[Task objective] Count how many of the lines below contain the word "kitchen" and reply with that number alone.

========================================

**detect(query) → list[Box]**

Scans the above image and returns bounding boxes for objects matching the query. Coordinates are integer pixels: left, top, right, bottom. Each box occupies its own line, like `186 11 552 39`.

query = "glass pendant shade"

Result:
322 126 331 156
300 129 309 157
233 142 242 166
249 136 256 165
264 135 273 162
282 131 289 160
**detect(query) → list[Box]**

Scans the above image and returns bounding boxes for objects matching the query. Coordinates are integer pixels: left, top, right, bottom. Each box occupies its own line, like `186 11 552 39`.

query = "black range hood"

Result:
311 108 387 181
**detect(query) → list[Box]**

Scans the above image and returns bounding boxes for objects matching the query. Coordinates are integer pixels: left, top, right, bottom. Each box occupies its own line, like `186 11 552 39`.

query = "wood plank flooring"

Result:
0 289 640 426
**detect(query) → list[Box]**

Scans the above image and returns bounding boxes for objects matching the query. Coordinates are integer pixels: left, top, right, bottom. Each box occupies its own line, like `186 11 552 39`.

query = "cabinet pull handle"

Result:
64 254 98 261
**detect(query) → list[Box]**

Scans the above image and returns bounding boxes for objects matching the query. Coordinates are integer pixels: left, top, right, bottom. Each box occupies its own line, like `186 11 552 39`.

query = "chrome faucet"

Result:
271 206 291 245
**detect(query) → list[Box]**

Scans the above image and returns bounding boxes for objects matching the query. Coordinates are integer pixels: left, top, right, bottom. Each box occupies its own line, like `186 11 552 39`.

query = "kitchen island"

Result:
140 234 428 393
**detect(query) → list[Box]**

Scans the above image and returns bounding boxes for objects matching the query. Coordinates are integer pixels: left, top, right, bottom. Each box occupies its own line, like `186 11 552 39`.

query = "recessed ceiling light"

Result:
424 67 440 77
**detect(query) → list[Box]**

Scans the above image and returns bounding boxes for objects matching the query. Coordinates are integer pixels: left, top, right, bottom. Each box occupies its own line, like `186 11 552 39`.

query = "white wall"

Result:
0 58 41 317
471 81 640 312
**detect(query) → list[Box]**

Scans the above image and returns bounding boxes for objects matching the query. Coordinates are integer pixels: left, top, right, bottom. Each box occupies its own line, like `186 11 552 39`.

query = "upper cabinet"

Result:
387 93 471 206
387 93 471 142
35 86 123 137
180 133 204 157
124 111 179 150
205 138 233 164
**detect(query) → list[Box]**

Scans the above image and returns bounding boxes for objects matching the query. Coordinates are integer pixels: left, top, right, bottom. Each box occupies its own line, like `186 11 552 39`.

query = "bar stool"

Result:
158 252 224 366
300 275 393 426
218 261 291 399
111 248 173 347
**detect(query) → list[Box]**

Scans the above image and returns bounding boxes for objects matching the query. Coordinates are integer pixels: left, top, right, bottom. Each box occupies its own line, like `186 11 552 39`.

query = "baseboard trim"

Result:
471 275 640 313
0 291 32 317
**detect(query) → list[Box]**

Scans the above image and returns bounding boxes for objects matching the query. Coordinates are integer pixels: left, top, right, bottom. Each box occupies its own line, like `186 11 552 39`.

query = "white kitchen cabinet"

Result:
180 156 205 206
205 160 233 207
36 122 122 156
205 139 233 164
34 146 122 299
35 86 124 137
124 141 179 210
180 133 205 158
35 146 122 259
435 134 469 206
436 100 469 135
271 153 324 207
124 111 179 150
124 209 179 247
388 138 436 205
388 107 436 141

========================================

[Full solution] 2